### Given request
Please continue the account of the Great Bow Yard development in Langport, picking up after its final sentence.

Great Bow Yard, Langport, Somerset
Ecos Homes is the development subsidiary of the Ecos Trust, established in 2000 ‘to make sustainable construction the norm, rather than the exception, by 2010'. To demonstrate the principles of sustainable construction, a decision was made to build a not-for-profit sustainable development in which social and environmental values were as important as economic values.
The site, at Great Bow Yard, Langport, Somerset, was bought on the open market in 2003. A lengthy design process followed and work started on site in autumn 2004. Both the site and the brief presented many obstacles. The site, a historic wharf on the river Parrett next to a Grade II-listed warehouse, had been used by a company that manufactured lubricants and was classified as contaminated, it contained a badgers' sett, which had to be moved, and a deep layer of peat lay just below the surface of the ground, requiring piling to be carried out before building work started. At the start of the development the Trust set out a number of basic aims for the development: to minimise energy consumption for building materials, the construction process and end use of the building, to use recycled or sustainable materials, to create a positive local impact, to reduce water use and to design ‘healthy' buildings.

[A series of records]
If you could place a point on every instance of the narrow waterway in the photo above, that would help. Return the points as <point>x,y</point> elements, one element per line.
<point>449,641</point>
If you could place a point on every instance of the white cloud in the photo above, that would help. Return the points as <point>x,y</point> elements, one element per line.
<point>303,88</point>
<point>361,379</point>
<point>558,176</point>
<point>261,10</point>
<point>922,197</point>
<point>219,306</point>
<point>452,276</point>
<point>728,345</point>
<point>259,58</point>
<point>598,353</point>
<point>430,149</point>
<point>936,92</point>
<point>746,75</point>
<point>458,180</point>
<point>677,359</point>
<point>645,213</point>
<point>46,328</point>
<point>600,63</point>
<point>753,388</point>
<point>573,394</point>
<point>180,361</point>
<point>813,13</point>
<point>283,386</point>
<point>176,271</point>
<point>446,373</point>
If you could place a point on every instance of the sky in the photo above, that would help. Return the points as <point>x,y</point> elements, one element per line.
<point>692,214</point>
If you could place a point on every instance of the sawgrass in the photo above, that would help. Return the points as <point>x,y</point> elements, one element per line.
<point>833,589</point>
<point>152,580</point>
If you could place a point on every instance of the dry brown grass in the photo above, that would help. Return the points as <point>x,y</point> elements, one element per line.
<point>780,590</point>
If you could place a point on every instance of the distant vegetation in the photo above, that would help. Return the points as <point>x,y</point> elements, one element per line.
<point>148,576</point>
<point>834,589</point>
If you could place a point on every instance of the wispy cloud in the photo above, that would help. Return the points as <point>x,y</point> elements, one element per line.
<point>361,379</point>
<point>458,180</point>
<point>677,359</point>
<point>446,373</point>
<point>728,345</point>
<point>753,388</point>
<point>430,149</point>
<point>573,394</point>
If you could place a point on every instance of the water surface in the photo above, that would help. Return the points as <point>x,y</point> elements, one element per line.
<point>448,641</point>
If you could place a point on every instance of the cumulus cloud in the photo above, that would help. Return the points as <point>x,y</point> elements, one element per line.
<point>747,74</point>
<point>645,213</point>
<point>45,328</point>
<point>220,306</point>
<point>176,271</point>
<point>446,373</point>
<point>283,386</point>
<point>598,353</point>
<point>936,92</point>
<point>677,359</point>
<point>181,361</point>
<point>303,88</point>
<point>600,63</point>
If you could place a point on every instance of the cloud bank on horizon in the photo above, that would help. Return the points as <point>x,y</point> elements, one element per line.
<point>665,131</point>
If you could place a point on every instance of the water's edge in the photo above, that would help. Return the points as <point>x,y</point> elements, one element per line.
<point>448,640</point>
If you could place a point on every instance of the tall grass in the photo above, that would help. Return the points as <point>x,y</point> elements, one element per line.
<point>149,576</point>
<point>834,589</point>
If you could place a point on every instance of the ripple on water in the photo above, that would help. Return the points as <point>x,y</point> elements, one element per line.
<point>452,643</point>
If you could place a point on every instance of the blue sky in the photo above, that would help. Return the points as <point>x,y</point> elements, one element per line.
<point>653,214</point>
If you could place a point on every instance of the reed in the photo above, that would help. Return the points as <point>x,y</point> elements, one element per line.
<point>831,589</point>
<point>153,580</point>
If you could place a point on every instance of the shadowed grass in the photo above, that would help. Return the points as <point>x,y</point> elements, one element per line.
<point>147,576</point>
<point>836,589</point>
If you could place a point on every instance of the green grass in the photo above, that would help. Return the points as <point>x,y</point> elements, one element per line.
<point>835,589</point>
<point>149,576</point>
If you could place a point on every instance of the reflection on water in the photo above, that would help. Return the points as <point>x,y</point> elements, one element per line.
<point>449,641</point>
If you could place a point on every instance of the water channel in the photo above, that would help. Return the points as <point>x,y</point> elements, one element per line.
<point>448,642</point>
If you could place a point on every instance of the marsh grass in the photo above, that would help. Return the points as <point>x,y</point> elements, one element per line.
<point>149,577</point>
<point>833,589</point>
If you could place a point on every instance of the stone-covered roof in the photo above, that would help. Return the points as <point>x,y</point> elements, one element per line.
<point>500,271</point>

### Answer to this exercise
The development has a mix of housing types - flats, townhouses and 3- and 4-bedroom houses - integrated within two terraces. The North Wing terrace - comprising five three-storey 3- and 4-bedroom houses - is orientated to allow living/dining rooms, ‘sun spaces' and gardens to take advantage of solar gain from the glazed southern aspect. The main bedroom on the first floor has balcony access to the sun space and on the second floor there are two more bedrooms. The main entrance is on the north side, through a single-storey porch, with car parking at the rear of the site. Rainwater harvesting systems are installed on all dwellings; tanks located on the porch roof direct rainwater into wc cisterns for flushing. Heating is by means of highly efficient gas condensing boilers, backed up with solar water heaters.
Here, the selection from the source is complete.